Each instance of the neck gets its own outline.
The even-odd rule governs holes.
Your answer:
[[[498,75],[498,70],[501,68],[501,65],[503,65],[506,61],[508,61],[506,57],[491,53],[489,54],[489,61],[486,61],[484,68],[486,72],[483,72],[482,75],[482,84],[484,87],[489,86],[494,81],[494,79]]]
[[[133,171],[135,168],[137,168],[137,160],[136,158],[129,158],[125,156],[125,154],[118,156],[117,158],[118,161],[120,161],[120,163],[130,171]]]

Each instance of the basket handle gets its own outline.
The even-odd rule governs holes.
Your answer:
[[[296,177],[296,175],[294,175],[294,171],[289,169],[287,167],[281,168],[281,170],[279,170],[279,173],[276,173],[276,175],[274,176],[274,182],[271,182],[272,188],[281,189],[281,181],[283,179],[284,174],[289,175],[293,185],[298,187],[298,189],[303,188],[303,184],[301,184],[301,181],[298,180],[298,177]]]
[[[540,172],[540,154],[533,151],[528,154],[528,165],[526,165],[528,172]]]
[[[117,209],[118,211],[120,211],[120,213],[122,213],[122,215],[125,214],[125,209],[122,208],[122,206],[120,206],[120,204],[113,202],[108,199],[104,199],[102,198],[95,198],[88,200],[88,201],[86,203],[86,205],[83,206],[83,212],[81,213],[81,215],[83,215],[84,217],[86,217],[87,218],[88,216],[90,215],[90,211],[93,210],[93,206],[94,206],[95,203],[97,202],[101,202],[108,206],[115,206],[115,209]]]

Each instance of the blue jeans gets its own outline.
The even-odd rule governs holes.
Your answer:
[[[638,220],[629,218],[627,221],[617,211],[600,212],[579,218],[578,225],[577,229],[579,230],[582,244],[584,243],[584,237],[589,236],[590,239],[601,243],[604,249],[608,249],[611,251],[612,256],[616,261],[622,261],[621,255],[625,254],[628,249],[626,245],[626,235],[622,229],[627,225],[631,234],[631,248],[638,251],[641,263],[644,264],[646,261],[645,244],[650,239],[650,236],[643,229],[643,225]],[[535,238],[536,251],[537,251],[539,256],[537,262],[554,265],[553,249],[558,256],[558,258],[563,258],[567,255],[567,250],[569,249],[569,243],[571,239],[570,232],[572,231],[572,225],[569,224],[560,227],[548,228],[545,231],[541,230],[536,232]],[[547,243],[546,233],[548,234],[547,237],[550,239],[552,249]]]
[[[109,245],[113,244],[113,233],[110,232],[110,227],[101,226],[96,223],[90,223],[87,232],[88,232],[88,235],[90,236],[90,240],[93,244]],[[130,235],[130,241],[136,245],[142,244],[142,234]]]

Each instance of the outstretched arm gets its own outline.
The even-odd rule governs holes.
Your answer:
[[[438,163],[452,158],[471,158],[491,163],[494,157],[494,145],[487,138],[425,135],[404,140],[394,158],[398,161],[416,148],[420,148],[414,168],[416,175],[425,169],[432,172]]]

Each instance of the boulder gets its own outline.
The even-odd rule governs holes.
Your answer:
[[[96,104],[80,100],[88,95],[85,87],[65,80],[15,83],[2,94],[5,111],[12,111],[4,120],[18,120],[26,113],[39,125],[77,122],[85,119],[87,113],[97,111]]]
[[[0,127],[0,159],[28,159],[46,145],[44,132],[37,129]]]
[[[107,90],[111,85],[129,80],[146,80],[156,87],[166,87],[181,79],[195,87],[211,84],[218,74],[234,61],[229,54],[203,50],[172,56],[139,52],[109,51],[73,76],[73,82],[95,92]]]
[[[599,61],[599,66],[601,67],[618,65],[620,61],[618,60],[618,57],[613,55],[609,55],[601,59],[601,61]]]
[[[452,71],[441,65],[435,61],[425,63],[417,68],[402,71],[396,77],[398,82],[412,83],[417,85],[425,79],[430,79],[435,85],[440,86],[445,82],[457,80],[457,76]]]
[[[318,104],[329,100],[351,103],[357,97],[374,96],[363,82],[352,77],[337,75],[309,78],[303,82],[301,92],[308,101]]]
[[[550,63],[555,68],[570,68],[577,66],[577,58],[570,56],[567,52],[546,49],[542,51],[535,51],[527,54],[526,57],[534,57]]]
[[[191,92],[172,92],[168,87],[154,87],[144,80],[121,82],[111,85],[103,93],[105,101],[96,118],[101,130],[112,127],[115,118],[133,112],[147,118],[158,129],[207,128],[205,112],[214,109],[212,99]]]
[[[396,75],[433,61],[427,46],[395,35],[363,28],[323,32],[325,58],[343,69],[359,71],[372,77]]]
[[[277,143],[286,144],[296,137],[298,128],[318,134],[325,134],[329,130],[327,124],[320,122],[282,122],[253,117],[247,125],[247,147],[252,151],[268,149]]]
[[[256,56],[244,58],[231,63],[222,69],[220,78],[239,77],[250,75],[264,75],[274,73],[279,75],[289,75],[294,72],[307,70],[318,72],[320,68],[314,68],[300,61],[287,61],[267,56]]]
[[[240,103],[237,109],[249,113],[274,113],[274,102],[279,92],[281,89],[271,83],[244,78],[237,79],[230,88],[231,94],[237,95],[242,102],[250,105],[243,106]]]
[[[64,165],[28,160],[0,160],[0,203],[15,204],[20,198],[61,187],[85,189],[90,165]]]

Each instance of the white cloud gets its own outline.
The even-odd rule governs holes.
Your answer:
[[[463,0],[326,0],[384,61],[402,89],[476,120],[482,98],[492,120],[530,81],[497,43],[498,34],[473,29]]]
* * * *
Your instructions =>
Restate the data above exactly, keeping each word as it stands.

Task result =>
Each instance of the neck gets its own outline.
The even-odd rule governs holes.
Your answer:
[[[498,75],[498,70],[501,68],[501,65],[503,65],[506,61],[508,61],[506,57],[491,53],[489,54],[489,61],[486,61],[484,68],[486,72],[483,72],[482,75],[482,84],[484,87],[489,86],[494,81],[494,79]]]
[[[133,171],[135,168],[137,168],[137,160],[136,158],[129,158],[125,156],[125,154],[118,156],[117,158],[118,161],[120,161],[120,163],[130,171]]]

Each instance of the basket handle gets its own outline.
The even-odd rule governs holes.
Your answer:
[[[296,177],[296,175],[294,175],[294,171],[289,169],[287,167],[281,168],[281,170],[279,170],[279,173],[276,173],[276,175],[274,176],[274,182],[271,182],[272,188],[281,189],[281,181],[283,179],[284,174],[289,175],[293,185],[298,187],[298,189],[303,188],[303,184],[301,184],[301,181],[298,180],[298,177]]]
[[[540,172],[540,154],[533,151],[528,154],[528,165],[526,165],[528,172]]]
[[[117,209],[118,211],[120,211],[120,213],[122,213],[122,215],[125,214],[125,209],[122,208],[122,206],[120,206],[120,204],[113,202],[108,199],[104,199],[102,198],[95,198],[88,200],[88,201],[86,203],[86,205],[83,206],[83,212],[81,213],[81,215],[83,215],[84,217],[86,217],[87,218],[88,216],[90,215],[90,211],[93,210],[93,206],[94,206],[95,203],[97,202],[101,202],[108,206],[115,206],[115,209]]]

Each instance of the blue jeans gets its own outline.
The even-odd rule governs holes.
Your answer:
[[[638,220],[629,218],[627,221],[617,211],[600,212],[579,218],[578,225],[577,229],[579,230],[582,244],[584,243],[584,237],[589,236],[590,239],[601,243],[604,249],[608,249],[611,251],[612,256],[616,261],[622,261],[621,255],[625,254],[628,249],[626,245],[626,235],[622,229],[627,225],[631,234],[631,248],[638,251],[641,263],[644,264],[646,261],[645,244],[650,239],[650,236],[643,229],[643,225]],[[535,238],[536,251],[537,251],[539,256],[537,262],[554,265],[553,249],[558,256],[558,258],[563,258],[567,255],[567,250],[569,249],[569,243],[571,239],[570,232],[572,231],[572,225],[569,224],[560,227],[548,228],[545,231],[541,230],[536,232]],[[547,243],[546,233],[548,234],[547,237],[550,239],[552,249]]]
[[[109,245],[113,244],[113,233],[110,232],[110,227],[101,226],[96,223],[90,223],[87,232],[88,232],[88,235],[90,236],[90,240],[93,244]],[[130,235],[130,241],[136,245],[142,244],[142,234]]]

Each instance of the outstretched arm gets its own outline.
The even-odd rule governs holes.
Your answer:
[[[438,163],[452,158],[471,158],[491,163],[494,157],[494,145],[487,138],[425,135],[404,140],[394,158],[398,161],[416,148],[420,148],[414,168],[416,175],[425,169],[432,172]]]

Each instance of the boulder gets its own outline.
The even-odd rule governs holes.
Your answer:
[[[96,104],[80,100],[88,95],[85,87],[65,80],[15,83],[2,94],[5,111],[12,111],[4,120],[18,120],[26,113],[39,125],[77,122],[85,119],[87,113],[97,111]]]
[[[0,127],[0,159],[28,159],[46,145],[44,132],[37,129]]]
[[[107,90],[111,85],[129,80],[146,80],[156,87],[166,87],[181,79],[195,87],[211,84],[218,74],[234,61],[229,54],[203,50],[172,56],[139,52],[109,51],[73,76],[73,82],[95,92]]]
[[[599,61],[599,66],[601,67],[618,65],[620,61],[618,60],[618,57],[613,55],[609,55],[601,59],[601,61]]]
[[[452,71],[441,65],[435,61],[425,63],[417,68],[402,71],[396,77],[398,82],[412,83],[417,85],[425,79],[430,79],[435,85],[440,86],[445,82],[457,80],[457,76]]]
[[[318,104],[329,100],[351,103],[357,97],[374,96],[363,82],[352,77],[337,75],[309,78],[303,82],[301,92],[308,101]]]
[[[550,63],[555,68],[570,68],[577,66],[577,58],[570,56],[567,52],[546,49],[542,51],[535,51],[527,54],[526,57],[534,57]]]
[[[191,92],[172,92],[168,87],[154,87],[144,80],[121,82],[111,85],[103,93],[105,101],[96,118],[101,130],[112,127],[115,118],[133,112],[147,118],[158,129],[207,128],[205,112],[214,109],[212,99]]]
[[[396,75],[433,61],[427,46],[395,35],[363,28],[323,32],[325,58],[343,69],[359,71],[372,77]]]
[[[277,143],[286,144],[296,137],[298,128],[318,134],[325,134],[329,130],[327,124],[320,122],[282,122],[253,117],[247,125],[247,147],[252,151],[268,149]]]
[[[256,56],[244,58],[231,63],[222,69],[220,78],[239,77],[250,75],[264,75],[274,73],[279,75],[289,75],[294,72],[307,70],[318,72],[320,68],[314,68],[300,61],[287,61],[267,56]]]
[[[240,103],[237,109],[249,113],[274,113],[274,102],[279,92],[281,89],[271,83],[244,78],[237,79],[230,88],[231,94],[237,95],[242,102],[250,105],[243,106]]]
[[[64,165],[28,160],[0,160],[0,203],[15,204],[20,198],[61,187],[85,189],[90,165]]]

Each instance of the white cloud gets its own outline.
The even-odd rule governs holes.
Your answer:
[[[463,0],[326,0],[384,61],[402,89],[476,120],[482,98],[492,120],[530,81],[497,43],[498,34],[473,29]]]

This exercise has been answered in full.